Data items
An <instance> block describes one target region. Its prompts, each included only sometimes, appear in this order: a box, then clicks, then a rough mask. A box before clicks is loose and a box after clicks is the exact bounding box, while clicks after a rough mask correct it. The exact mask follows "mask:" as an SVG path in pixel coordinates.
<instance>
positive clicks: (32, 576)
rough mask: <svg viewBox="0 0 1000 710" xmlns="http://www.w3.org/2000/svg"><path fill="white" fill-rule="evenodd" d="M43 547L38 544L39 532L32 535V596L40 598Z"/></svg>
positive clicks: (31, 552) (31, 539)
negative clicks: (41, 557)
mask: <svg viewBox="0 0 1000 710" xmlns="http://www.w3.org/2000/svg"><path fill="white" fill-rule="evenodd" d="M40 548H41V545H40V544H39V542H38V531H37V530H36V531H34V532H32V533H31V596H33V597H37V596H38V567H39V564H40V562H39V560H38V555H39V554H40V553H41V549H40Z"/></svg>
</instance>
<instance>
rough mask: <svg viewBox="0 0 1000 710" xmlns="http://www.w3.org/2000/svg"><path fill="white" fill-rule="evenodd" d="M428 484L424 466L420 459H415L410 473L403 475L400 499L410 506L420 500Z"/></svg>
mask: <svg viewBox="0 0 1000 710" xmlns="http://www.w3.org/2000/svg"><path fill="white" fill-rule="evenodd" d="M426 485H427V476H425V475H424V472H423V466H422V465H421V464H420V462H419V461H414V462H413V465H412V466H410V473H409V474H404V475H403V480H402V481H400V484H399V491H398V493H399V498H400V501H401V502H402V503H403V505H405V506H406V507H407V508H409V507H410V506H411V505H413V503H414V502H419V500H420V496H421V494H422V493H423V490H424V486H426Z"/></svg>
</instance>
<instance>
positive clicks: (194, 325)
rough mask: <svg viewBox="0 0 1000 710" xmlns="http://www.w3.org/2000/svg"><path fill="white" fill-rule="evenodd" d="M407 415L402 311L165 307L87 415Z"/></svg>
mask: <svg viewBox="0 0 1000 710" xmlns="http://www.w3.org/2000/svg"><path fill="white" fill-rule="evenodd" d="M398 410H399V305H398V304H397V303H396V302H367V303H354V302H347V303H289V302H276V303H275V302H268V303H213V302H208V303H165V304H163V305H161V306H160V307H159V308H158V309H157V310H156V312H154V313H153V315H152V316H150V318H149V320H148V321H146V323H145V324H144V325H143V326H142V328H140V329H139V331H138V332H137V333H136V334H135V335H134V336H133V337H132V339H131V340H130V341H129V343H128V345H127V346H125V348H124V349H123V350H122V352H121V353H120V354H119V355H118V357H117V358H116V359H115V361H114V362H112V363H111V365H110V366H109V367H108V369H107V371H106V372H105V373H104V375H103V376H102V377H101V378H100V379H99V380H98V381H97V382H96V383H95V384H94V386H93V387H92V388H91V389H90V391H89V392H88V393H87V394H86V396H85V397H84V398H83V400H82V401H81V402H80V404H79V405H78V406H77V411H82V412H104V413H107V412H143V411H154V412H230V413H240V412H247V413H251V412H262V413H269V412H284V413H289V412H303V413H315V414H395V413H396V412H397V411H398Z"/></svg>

**YOUR OBJECTIVE:** Please transcribe each entry exactly, keeping every word as it is.

**WRITTEN SOLUTION:**
An <instance> block describes one target region. Its prompts, each included only sometimes, appear in this order: a box, then clicks, then a rough mask. A box before clicks is loose and a box after clicks is the exact bounding box, while clicks after a rough mask correct it. The exact mask follows "mask:" as an SVG path in pixel coordinates.
<instance>
positive clicks: (32, 576)
rough mask: <svg viewBox="0 0 1000 710" xmlns="http://www.w3.org/2000/svg"><path fill="white" fill-rule="evenodd" d="M43 547L38 544L39 532L32 535V596L40 598Z"/></svg>
positive clicks: (31, 552) (31, 539)
negative clicks: (41, 557)
mask: <svg viewBox="0 0 1000 710" xmlns="http://www.w3.org/2000/svg"><path fill="white" fill-rule="evenodd" d="M40 548H41V545H40V544H39V542H38V531H37V530H36V531H34V532H32V533H31V596H33V597H37V596H38V567H39V564H40V562H39V560H38V555H39V554H40V553H41V549H40Z"/></svg>
</instance>
<instance>
rough mask: <svg viewBox="0 0 1000 710" xmlns="http://www.w3.org/2000/svg"><path fill="white" fill-rule="evenodd" d="M428 484L424 466L420 459H415L410 473L403 475L400 499L410 506L420 500Z"/></svg>
mask: <svg viewBox="0 0 1000 710" xmlns="http://www.w3.org/2000/svg"><path fill="white" fill-rule="evenodd" d="M426 485H427V476H425V475H424V472H423V466H422V465H421V464H420V462H419V461H414V462H413V465H412V466H410V473H409V474H404V475H403V480H402V481H400V484H399V491H398V493H399V498H400V501H401V502H402V503H403V505H405V506H406V507H407V508H409V507H410V506H411V505H413V503H414V502H419V500H420V496H421V494H422V493H423V490H424V486H426Z"/></svg>
</instance>
<instance>
positive clicks: (194, 325)
rough mask: <svg viewBox="0 0 1000 710" xmlns="http://www.w3.org/2000/svg"><path fill="white" fill-rule="evenodd" d="M407 415L402 311L165 307L87 415Z"/></svg>
mask: <svg viewBox="0 0 1000 710" xmlns="http://www.w3.org/2000/svg"><path fill="white" fill-rule="evenodd" d="M398 410H399V305H398V304H397V303H396V302H367V303H354V302H347V303H289V302H276V303H275V302H268V303H213V302H208V303H165V304H163V305H161V306H160V307H159V308H158V309H157V310H156V312H154V313H153V315H152V316H150V318H149V320H148V321H146V323H145V324H144V325H143V326H142V328H140V329H139V331H138V332H137V333H136V334H135V335H134V336H133V337H132V339H131V340H130V341H129V343H128V345H127V346H125V348H124V349H123V350H122V352H121V353H120V354H119V355H118V357H117V358H116V359H115V361H114V362H112V363H111V365H110V366H109V367H108V369H107V371H106V372H105V373H104V375H103V376H102V377H101V378H100V379H99V380H98V381H97V382H96V383H95V384H94V386H93V387H92V388H91V389H90V391H89V392H88V393H87V394H86V396H85V397H84V398H83V400H82V401H81V402H80V404H79V405H78V406H77V411H82V412H104V413H107V412H143V411H154V412H230V413H240V412H247V413H251V412H262V413H269V412H284V413H289V412H303V413H315V414H395V413H396V412H397V411H398Z"/></svg>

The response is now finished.